> _GIVEN ENTRIES_
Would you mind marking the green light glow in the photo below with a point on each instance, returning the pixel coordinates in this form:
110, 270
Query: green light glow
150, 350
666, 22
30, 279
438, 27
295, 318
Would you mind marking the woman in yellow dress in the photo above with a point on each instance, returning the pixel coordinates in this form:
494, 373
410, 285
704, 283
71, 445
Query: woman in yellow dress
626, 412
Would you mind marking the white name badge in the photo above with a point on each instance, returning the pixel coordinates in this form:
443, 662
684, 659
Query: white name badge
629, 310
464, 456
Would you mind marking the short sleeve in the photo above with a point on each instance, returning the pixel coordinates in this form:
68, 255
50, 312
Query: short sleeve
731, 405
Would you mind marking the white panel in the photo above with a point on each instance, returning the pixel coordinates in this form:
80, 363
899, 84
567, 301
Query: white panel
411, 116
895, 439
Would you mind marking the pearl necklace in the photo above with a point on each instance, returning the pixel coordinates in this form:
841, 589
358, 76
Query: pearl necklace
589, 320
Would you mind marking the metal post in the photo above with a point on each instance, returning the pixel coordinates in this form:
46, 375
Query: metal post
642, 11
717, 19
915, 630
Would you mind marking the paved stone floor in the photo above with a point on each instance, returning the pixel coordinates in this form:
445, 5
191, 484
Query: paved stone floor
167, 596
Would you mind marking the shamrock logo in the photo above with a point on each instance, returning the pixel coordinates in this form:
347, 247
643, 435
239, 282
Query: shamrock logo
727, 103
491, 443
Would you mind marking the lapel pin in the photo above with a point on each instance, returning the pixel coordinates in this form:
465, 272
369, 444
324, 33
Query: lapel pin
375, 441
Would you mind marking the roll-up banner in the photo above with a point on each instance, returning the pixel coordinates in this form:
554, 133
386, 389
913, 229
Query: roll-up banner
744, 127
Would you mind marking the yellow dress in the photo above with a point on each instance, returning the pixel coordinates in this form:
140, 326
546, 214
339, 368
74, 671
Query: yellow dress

> _WHAT YOU HAVE TO DO_
Print out all the entries precisely as written.

> _RESULT_
Would you mind marking the green light glow in the photo below with a point on each instance, returning the pixel coordinates in this form:
110, 270
Query: green light glow
150, 350
666, 22
30, 279
438, 27
295, 318
Would you mind marking the woman in yellow dress in the photo above with a point on each instance, returning the pixel coordinates in this form:
494, 373
410, 285
704, 283
71, 445
Query: woman in yellow dress
626, 412
Would you mind marking the white name badge in the photo above with a point on each instance, returning the pixel coordinates in this form:
443, 662
684, 659
Query: white name badge
629, 310
464, 456
Would you mind marking the short sleeve in the photo above with a point on each instance, returning the pixel coordinates in this form:
68, 255
50, 312
Query: short sleeve
731, 405
Would you mind marking the white panel in the photo above with a point on each instance, returning the pixel coordinates in this form:
80, 363
899, 84
567, 301
Query: white panel
411, 116
895, 439
Would you mind marking the pearl necklace in the photo above with a point on each instance, returning the pixel coordinates in this form:
841, 589
358, 76
Query: pearl necklace
589, 320
Would you mind marking the metal post in the photo above with a point on each instance, returning the pixel coordinates in this form:
46, 375
Query: metal post
642, 11
717, 19
915, 630
Would you mind marking the paved stone floor in the photo above with a point on each instance, returning the pixel coordinates in this form:
445, 5
191, 484
Query: paved stone floor
167, 596
Would you mind marking the shamrock logo in the photo above with a point on each instance, returning the pixel coordinates in this form:
347, 247
643, 435
239, 282
Query: shamrock logo
727, 103
491, 443
Would you mind marking the lapel pin in the photo above with a point on each instance, returning the pixel coordinates in this form:
465, 272
369, 444
324, 33
Query: lapel pin
375, 441
Would you mind marking the roll-up banner in the photo above with a point on each instance, returning the pixel coordinates in this form:
554, 133
386, 389
913, 229
Query: roll-up banner
744, 127
Would you mind marking the yellow dress in the photo above with a point on each instance, returning the pixel coordinates in this form:
140, 326
546, 214
339, 368
74, 671
Query: yellow dress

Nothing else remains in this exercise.